◆ **WORK TO DO**
1 > Copy the passage about Hermann Klein's singing manual word for word, starting at "In a well-documented" and ending at "of voice placement.".
2 > In the passage about Hermann Klein's singing manual, in what year did Klein arrive in New York City?

◆ **SOURCE EXTRACT**
----

An Englishman and Londoner, HERMANN KLEIN (1856-1934) was a prolific writer, voice teacher, and student of the legendary voice teacher Manuel García (1805-1906). After arriving in New York City in 1901 to teach García's method, Klein became the Chairman of the newly-formed National Association of Teachers of Singing; furthering the organization's goal of bringing standards and certification to the singing teacher profession by writing an 84-page singing manual utilizing the new technology of the gramophone. In doing so, Klein documented the studio teaching of the father of voice science, revealing details of García's method for the first time. However, Klein's manual was subsequently lost for more than a century after the quest for certification failed, Klein returned to England, and the recordings perished in a fire—twice.  

In a well-documented introduction, DANIEL SHIGO recounts how he discovered Klein's manual hidden in plain sight, discusses its history and significance for modern students and teachers of singing, and addresses García's controversial teaching of voice placement.

----

◆ **AVAILABLE DATA**

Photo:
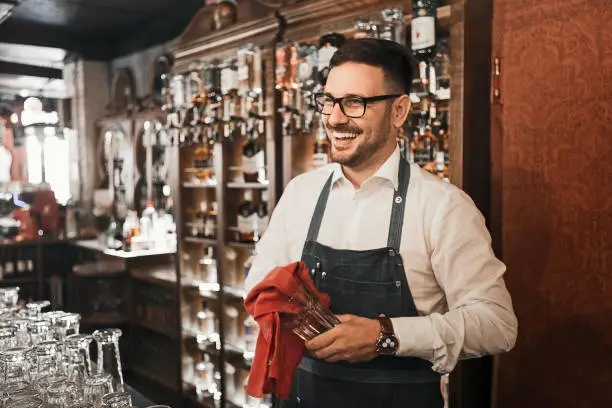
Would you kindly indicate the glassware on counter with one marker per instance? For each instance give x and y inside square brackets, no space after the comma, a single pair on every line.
[109,360]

----

◆ **SOLUTIONS TO THE TASKS**
1 >
In a well-documented introduction, DANIEL SHIGO recounts how he discovered Klein's manual hidden in plain sight, discusses its history and significance for modern students and teachers of singing, and addresses García's controversial teaching of voice placement.

2 > 1901